Records supplied:
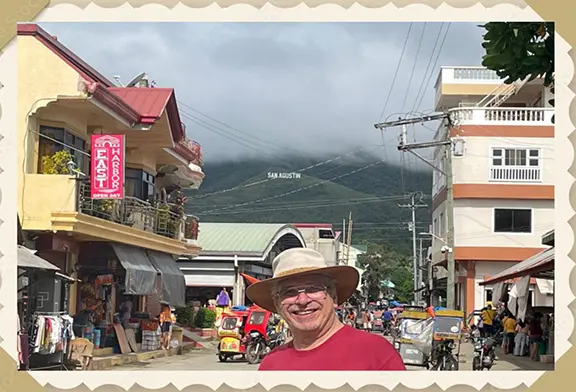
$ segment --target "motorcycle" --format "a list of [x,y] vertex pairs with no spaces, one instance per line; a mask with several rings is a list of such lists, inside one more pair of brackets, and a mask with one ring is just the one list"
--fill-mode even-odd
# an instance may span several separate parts
[[454,348],[452,340],[440,342],[432,354],[429,369],[434,371],[457,371],[458,359],[453,353]]
[[498,342],[493,338],[474,339],[474,359],[472,360],[472,370],[490,370],[496,361],[496,346]]
[[382,334],[392,335],[392,331],[394,330],[394,325],[392,320],[382,320]]
[[283,333],[269,331],[267,335],[268,338],[258,331],[252,331],[246,337],[246,359],[249,364],[260,363],[270,351],[286,341]]

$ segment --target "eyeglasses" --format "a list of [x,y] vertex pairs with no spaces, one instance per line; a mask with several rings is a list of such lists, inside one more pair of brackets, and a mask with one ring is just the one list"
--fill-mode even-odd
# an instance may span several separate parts
[[277,298],[281,302],[285,301],[296,301],[296,298],[300,295],[300,293],[306,294],[308,298],[313,301],[321,301],[326,298],[326,286],[322,285],[313,285],[313,286],[306,286],[306,287],[290,287],[283,290],[280,290],[277,293]]

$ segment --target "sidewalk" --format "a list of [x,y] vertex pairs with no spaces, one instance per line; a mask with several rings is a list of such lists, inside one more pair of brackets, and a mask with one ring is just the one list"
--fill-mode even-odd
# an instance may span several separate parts
[[512,354],[504,354],[501,347],[496,349],[496,363],[502,363],[506,369],[496,368],[494,370],[531,370],[531,371],[550,371],[554,370],[554,363],[536,362],[530,357],[516,357]]
[[113,354],[106,356],[94,356],[89,370],[105,370],[127,364],[139,364],[150,359],[169,357],[174,355],[183,355],[192,350],[196,350],[193,344],[184,343],[180,347],[171,348],[170,350],[153,350],[141,351],[129,354]]

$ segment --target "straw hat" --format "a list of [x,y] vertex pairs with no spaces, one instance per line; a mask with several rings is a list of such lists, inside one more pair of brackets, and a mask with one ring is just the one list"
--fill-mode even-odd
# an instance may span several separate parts
[[272,262],[274,276],[270,279],[253,283],[246,289],[246,295],[260,307],[276,312],[272,289],[281,280],[311,274],[322,274],[334,279],[338,305],[350,298],[360,276],[354,267],[339,265],[329,267],[320,253],[308,248],[292,248],[280,253]]

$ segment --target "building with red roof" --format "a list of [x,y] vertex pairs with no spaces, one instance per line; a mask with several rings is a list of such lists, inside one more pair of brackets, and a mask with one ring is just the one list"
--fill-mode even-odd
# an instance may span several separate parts
[[[18,25],[17,45],[18,215],[28,242],[86,284],[113,275],[115,294],[104,299],[112,309],[121,294],[137,296],[134,310],[152,314],[160,300],[183,305],[174,258],[201,248],[181,191],[198,188],[204,173],[174,89],[145,77],[118,86],[36,24]],[[122,199],[91,198],[95,134],[124,136]],[[71,314],[85,301],[75,286]]]

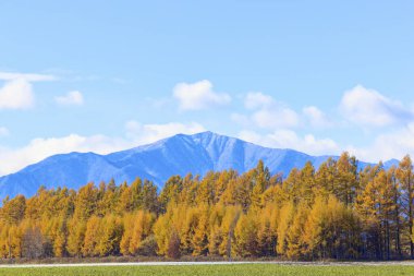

Exercise directions:
Select every line above that contains the string "pairs", and copy each one. Case counts.

Solution to the problem:
$ segment --target "motorcycle" --format "a list of [x,y] vertex pairs with no spaces, one instance per line; a mask with several rings is a list of such lists, inside one more pair of brackets, and a mask with one ring is just the one list"
$ segment --target "eyeglasses" --format "a list of [x,y] vertex pairs with no spaces, one instance per line; a mask with several rings is a list of such lists, inside one more pair of brackets, and a mask with one ring is just the one list"
$ segment --target "sidewalk" --format "a list of [x,y] vertex pairs with no spaces, one instance per line; a mask with several rings is a list of such lists, inside one more pair of brackets, and a mask with one ring is just the one list"
$ segment --target "straw hat" --format "a list of [x,y] vertex pairs with no spaces, one instance per line; a mask with several rings is a list of such lists, inside one more pair of brackets, and a mask with one ring is just the one list"
$ segment --target "building with red roof" --format "a list of [x,y] vertex pairs with no spaces, one instance per line; a mask with several rings is a list of such lists, inside one more pair of brackets, and a mask with one ring is just the one list"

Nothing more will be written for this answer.